'''
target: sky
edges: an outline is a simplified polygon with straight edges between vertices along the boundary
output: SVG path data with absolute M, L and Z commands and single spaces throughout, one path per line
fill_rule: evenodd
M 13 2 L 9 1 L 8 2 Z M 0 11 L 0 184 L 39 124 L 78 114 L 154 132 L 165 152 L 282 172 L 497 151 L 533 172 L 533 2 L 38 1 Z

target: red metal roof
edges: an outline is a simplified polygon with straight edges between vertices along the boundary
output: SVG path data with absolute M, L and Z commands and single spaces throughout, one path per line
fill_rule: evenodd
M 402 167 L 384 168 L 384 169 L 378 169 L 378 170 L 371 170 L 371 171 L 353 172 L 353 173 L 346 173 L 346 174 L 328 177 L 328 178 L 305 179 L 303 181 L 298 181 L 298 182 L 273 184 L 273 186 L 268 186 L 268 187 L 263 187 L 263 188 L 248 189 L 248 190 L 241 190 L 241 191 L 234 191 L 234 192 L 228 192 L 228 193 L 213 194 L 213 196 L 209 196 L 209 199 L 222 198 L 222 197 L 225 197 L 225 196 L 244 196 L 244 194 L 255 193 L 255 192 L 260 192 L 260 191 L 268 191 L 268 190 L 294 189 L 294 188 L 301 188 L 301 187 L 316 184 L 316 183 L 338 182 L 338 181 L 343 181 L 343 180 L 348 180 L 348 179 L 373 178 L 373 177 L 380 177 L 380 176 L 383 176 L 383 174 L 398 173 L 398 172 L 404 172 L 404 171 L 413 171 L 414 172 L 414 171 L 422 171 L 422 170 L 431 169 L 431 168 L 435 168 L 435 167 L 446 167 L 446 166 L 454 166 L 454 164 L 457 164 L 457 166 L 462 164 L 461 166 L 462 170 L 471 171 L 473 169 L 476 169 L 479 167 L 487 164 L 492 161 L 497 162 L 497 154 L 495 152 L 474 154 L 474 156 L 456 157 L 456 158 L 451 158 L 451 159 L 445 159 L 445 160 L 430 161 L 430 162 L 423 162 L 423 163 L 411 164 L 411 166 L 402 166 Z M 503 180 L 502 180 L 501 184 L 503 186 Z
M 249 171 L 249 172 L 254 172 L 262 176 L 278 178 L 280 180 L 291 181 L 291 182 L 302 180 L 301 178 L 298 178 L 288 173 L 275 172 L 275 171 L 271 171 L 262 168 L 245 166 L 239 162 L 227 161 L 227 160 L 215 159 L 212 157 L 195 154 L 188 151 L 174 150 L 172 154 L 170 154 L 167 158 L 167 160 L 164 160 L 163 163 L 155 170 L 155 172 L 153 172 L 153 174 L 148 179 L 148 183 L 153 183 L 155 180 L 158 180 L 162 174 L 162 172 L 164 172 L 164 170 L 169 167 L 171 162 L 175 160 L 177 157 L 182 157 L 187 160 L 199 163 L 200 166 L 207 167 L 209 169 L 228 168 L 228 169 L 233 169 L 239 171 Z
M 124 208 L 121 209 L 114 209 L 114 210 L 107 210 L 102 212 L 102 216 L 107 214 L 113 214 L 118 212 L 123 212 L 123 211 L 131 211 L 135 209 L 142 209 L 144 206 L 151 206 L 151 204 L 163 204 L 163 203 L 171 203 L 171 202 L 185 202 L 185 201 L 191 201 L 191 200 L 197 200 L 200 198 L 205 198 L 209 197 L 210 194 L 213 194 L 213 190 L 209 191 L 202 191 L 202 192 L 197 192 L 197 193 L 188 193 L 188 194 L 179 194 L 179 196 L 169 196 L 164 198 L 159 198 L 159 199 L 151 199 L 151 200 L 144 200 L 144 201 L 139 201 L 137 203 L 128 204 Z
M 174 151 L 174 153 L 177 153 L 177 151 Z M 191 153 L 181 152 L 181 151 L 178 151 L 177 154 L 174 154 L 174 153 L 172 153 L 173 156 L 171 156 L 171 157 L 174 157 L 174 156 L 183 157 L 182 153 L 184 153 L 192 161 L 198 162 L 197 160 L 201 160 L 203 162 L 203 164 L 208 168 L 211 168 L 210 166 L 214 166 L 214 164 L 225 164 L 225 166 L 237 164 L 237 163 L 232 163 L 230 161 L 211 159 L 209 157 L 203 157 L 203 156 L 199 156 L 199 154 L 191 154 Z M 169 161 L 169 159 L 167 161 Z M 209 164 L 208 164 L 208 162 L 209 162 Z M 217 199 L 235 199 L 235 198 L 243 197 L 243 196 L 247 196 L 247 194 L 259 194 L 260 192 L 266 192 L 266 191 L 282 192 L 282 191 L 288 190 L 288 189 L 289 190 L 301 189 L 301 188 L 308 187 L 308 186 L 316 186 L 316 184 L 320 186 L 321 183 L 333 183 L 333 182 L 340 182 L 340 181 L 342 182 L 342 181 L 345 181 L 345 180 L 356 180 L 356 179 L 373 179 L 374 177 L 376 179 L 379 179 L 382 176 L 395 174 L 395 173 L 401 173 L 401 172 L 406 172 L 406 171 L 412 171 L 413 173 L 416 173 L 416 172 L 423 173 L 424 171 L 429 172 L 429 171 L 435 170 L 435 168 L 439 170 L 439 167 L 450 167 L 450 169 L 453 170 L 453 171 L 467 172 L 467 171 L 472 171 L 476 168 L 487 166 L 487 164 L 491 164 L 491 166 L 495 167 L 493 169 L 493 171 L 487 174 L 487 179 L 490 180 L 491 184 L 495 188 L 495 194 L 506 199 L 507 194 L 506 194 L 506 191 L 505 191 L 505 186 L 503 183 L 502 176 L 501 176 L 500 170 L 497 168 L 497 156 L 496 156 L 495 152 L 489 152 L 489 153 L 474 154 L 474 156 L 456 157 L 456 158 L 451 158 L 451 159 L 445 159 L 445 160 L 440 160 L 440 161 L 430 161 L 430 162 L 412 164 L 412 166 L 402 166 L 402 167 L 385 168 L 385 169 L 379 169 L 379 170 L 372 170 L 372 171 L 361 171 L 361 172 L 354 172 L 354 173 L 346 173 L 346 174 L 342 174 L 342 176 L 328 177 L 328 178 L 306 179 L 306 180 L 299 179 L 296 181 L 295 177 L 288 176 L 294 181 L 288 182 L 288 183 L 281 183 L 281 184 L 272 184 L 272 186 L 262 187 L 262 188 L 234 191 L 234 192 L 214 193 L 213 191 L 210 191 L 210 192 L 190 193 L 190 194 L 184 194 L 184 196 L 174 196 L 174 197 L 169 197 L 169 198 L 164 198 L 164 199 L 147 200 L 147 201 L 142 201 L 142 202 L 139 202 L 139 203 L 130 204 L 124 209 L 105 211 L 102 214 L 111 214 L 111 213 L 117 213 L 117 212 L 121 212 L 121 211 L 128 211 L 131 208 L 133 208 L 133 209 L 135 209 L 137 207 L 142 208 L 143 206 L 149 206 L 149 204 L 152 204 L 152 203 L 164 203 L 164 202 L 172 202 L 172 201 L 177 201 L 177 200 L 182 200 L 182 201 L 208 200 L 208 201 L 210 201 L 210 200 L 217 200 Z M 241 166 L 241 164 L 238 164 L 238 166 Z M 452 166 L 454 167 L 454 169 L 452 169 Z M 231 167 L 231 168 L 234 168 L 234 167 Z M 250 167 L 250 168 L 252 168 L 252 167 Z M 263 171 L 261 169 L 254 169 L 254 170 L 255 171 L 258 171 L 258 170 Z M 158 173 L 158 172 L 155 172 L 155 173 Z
'''
## [REQUIRED TASK]
Return all of the rows above unchanged, character for character.

## [THE COMPLETED TASK]
target: sky
edges: an outline is a simplified polygon with straight edges between vertices along the boundary
output: SVG path data with absolute M, L and Z commands and single spaces throughout, one path per line
fill_rule: evenodd
M 13 2 L 9 1 L 8 2 Z M 0 11 L 0 184 L 39 124 L 78 114 L 154 132 L 165 152 L 282 172 L 497 151 L 533 172 L 533 2 L 38 1 Z

target: red metal roof
edges: an outline is a simplified polygon with straight edges between vertices along the boundary
output: SVG path data with absolute M, L and Z commands and single spaces throughout, one path per line
fill_rule: evenodd
M 402 167 L 384 168 L 384 169 L 378 169 L 378 170 L 371 170 L 371 171 L 353 172 L 353 173 L 346 173 L 346 174 L 328 177 L 328 178 L 305 179 L 303 181 L 298 181 L 298 182 L 273 184 L 273 186 L 268 186 L 268 187 L 263 187 L 263 188 L 248 189 L 248 190 L 241 190 L 241 191 L 234 191 L 234 192 L 228 192 L 228 193 L 213 194 L 213 196 L 209 196 L 209 199 L 222 198 L 222 197 L 225 197 L 225 196 L 244 196 L 244 194 L 255 193 L 255 192 L 260 192 L 260 191 L 268 191 L 268 190 L 294 189 L 294 188 L 301 188 L 301 187 L 316 184 L 316 183 L 338 182 L 338 181 L 343 181 L 343 180 L 348 180 L 348 179 L 373 178 L 373 177 L 380 177 L 380 176 L 383 176 L 383 174 L 398 173 L 398 172 L 404 172 L 404 171 L 413 171 L 414 172 L 414 171 L 422 171 L 422 170 L 431 169 L 431 168 L 435 168 L 435 167 L 446 167 L 446 166 L 454 166 L 454 164 L 457 164 L 457 166 L 462 164 L 461 166 L 462 170 L 471 171 L 473 169 L 476 169 L 479 167 L 487 164 L 492 161 L 497 162 L 497 154 L 495 152 L 474 154 L 474 156 L 456 157 L 456 158 L 451 158 L 451 159 L 445 159 L 445 160 L 430 161 L 430 162 L 423 162 L 423 163 L 411 164 L 411 166 L 402 166 Z M 503 180 L 502 180 L 501 184 L 503 186 Z
M 249 171 L 249 172 L 254 172 L 262 176 L 278 178 L 280 180 L 291 181 L 291 182 L 302 180 L 301 178 L 298 178 L 288 173 L 275 172 L 275 171 L 271 171 L 262 168 L 245 166 L 239 162 L 227 161 L 227 160 L 215 159 L 212 157 L 195 154 L 188 151 L 174 150 L 172 154 L 170 154 L 167 158 L 167 160 L 164 160 L 163 163 L 155 170 L 155 172 L 153 172 L 153 174 L 148 179 L 148 183 L 153 183 L 155 180 L 158 180 L 162 174 L 162 172 L 164 172 L 164 170 L 169 167 L 171 162 L 175 160 L 177 157 L 182 157 L 187 160 L 199 163 L 200 166 L 207 167 L 209 169 L 228 168 L 228 169 L 233 169 L 239 171 Z
M 124 208 L 121 209 L 114 209 L 114 210 L 107 210 L 102 212 L 102 216 L 107 214 L 113 214 L 118 212 L 123 212 L 123 211 L 131 211 L 135 209 L 142 209 L 144 206 L 151 206 L 151 204 L 163 204 L 163 203 L 171 203 L 171 202 L 185 202 L 185 201 L 191 201 L 191 200 L 197 200 L 200 198 L 205 198 L 209 197 L 210 194 L 213 194 L 213 190 L 209 191 L 202 191 L 202 192 L 197 192 L 197 193 L 188 193 L 188 194 L 179 194 L 179 196 L 169 196 L 164 198 L 159 198 L 159 199 L 151 199 L 151 200 L 144 200 L 144 201 L 139 201 L 137 203 L 128 204 Z
M 174 151 L 174 153 L 177 153 L 177 151 Z M 191 153 L 181 152 L 181 151 L 178 151 L 177 154 L 174 154 L 174 153 L 172 153 L 173 156 L 171 156 L 171 157 L 174 157 L 174 156 L 183 157 L 182 153 L 184 153 L 192 161 L 198 162 L 197 160 L 201 160 L 203 162 L 203 164 L 208 168 L 211 168 L 210 166 L 214 166 L 214 164 L 225 164 L 225 166 L 237 164 L 237 163 L 232 163 L 230 161 L 211 159 L 209 157 L 203 157 L 203 156 L 199 156 L 199 154 L 191 154 Z M 169 161 L 169 159 L 167 161 Z M 209 164 L 208 164 L 208 162 L 209 162 Z M 217 199 L 235 199 L 235 198 L 243 197 L 243 196 L 247 196 L 247 194 L 259 194 L 260 192 L 266 192 L 266 191 L 282 192 L 282 191 L 288 190 L 288 189 L 289 190 L 301 189 L 301 188 L 308 187 L 308 186 L 316 186 L 316 184 L 320 186 L 321 183 L 333 183 L 333 182 L 340 182 L 340 181 L 342 182 L 342 181 L 345 181 L 345 180 L 356 180 L 356 179 L 373 179 L 374 177 L 376 179 L 379 179 L 382 176 L 395 174 L 395 173 L 401 173 L 401 172 L 406 172 L 406 171 L 412 171 L 413 173 L 416 173 L 416 172 L 423 173 L 424 171 L 429 172 L 429 171 L 435 170 L 435 168 L 439 170 L 439 167 L 450 167 L 450 169 L 453 170 L 453 171 L 467 172 L 467 171 L 472 171 L 476 168 L 487 166 L 487 164 L 491 164 L 491 166 L 495 167 L 493 169 L 493 171 L 487 174 L 487 179 L 490 180 L 491 184 L 495 188 L 495 194 L 506 199 L 507 194 L 506 194 L 506 191 L 505 191 L 505 186 L 503 183 L 502 176 L 501 176 L 500 170 L 497 168 L 497 156 L 496 156 L 495 152 L 489 152 L 489 153 L 474 154 L 474 156 L 456 157 L 456 158 L 451 158 L 451 159 L 445 159 L 445 160 L 440 160 L 440 161 L 430 161 L 430 162 L 412 164 L 412 166 L 402 166 L 402 167 L 385 168 L 385 169 L 379 169 L 379 170 L 372 170 L 372 171 L 361 171 L 361 172 L 354 172 L 354 173 L 346 173 L 346 174 L 342 174 L 342 176 L 328 177 L 328 178 L 306 179 L 306 180 L 299 179 L 296 181 L 295 177 L 288 176 L 294 181 L 288 182 L 288 183 L 281 183 L 281 184 L 272 184 L 272 186 L 262 187 L 262 188 L 234 191 L 234 192 L 214 193 L 213 191 L 210 191 L 210 192 L 190 193 L 190 194 L 184 194 L 184 196 L 174 196 L 174 197 L 169 197 L 169 198 L 164 198 L 164 199 L 147 200 L 147 201 L 142 201 L 142 202 L 139 202 L 139 203 L 130 204 L 124 209 L 105 211 L 102 214 L 111 214 L 111 213 L 117 213 L 117 212 L 121 212 L 121 211 L 128 211 L 131 208 L 133 208 L 133 209 L 135 209 L 137 207 L 142 208 L 143 206 L 149 206 L 149 204 L 152 204 L 152 203 L 164 203 L 164 202 L 172 202 L 172 201 L 177 201 L 177 200 L 182 200 L 182 201 L 208 200 L 208 201 L 210 201 L 210 200 L 217 200 Z M 241 166 L 241 164 L 238 164 L 238 166 Z M 452 166 L 454 167 L 454 169 L 452 169 Z M 231 167 L 231 168 L 234 168 L 234 167 Z M 250 167 L 250 168 L 252 168 L 252 167 Z M 263 171 L 261 169 L 254 169 L 254 170 L 255 171 L 258 171 L 258 170 Z M 158 173 L 158 172 L 155 172 L 155 173 Z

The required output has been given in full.